REQUIRED TASKS:
1. Answer these questions using the article about the proposed Islamic forum at the Venice Biennale.
(a) At which university does Ahmad Vincenzo lecture?
(b) Which year's Venice Biennale did Carlo Ripa Di Meana move to dedicate to the theme of "dissent"?
(c) To which news outlet did Vincenzo make his comments?
2. Return the stretch of the article about the proposed Islamic forum at the Venice Biennale from "Ahmad Vincenzo, president" through "enhance debate in the Muslim world.", copying it word for word.

BEGIN PASSAGE

Naples, 11 August (AKI) - Islamic leaders have welcomed a proposal to stage an international forum at the Venice Biennale arts festival to promote debate in the Muslim world.
Ahmad Vincenzo, president of the Association of Muslim Intellectuals and lecturer in Islamic rights at Naples' Federico II University said the proposal was positive.
Carlo Ripa Di Meana, former president of the Venice Biennale, moved to dedicate the 1977 Venice Biennale to the theme of "dissent" in relation to the Communist countries of the eastern bloc, a move opposed by Moscow.
He has called for the creation of a similar "Biennale for Islamic Dissent" to enhance debate in the Muslim world.
But Vincenzo said the proposal advanced by Carlo Ripa Di Meana, should not be compared to the event that generated widespread debate among Communists in 1977.
"The Venice Biennale is a prestigious institution," Vincenzo told Adnkronos International (AKI).
"The possibility of having a great initiative dedicated to the Islamic world would certainly have vast interest, even though I don't think you could in any way compare it to the meeting of dissidents of the Communist bloc in 1977."

END PASSAGE
BEGIN INPUT DATA

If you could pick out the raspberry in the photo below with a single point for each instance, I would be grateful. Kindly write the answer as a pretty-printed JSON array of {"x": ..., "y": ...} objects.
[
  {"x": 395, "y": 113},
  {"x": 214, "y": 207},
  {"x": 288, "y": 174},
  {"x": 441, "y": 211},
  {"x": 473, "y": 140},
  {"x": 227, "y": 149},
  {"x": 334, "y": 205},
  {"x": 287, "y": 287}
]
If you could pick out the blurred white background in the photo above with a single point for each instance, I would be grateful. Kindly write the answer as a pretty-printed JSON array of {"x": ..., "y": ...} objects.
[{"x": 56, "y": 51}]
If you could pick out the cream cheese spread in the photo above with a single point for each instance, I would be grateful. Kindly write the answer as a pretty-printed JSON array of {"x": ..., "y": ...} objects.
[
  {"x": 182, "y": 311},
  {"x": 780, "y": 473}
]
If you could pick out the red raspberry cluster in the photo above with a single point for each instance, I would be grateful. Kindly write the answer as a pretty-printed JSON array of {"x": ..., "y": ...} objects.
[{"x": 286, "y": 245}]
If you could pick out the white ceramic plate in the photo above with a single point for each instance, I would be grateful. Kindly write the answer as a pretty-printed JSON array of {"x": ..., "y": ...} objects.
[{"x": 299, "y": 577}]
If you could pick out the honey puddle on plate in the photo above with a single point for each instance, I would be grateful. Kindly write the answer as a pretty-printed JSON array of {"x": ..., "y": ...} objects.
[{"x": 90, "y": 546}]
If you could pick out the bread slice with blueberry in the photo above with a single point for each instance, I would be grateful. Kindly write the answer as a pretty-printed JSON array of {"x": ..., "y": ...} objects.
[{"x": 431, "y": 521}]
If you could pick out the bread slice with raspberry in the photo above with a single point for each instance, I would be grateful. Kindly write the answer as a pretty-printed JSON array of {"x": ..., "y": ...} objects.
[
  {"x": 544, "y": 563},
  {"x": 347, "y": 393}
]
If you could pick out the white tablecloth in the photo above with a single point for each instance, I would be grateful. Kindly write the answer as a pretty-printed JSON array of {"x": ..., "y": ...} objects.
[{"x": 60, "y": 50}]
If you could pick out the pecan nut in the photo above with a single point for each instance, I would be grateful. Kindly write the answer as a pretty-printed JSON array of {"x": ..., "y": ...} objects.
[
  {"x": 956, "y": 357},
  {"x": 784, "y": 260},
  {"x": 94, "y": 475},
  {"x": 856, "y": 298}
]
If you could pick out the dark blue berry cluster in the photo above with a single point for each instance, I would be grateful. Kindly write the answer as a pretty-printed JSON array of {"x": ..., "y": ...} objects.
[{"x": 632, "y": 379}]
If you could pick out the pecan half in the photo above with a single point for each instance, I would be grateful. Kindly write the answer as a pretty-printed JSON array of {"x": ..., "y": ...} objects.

END INPUT DATA

ANSWERS BY ITEM:
1.
(a) Federico II University in Naples
(b) 1977
(c) Adnkronos International (AKI)

2.
Ahmad Vincenzo, president of the Association of Muslim Intellectuals and lecturer in Islamic rights at Naples' Federico II University said the proposal was positive.
Carlo Ripa Di Meana, former president of the Venice Biennale, moved to dedicate the 1977 Venice Biennale to the theme of "dissent" in relation to the Communist countries of the eastern bloc, a move opposed by Moscow.
He has called for the creation of a similar "Biennale for Islamic Dissent" to enhance debate in the Muslim world.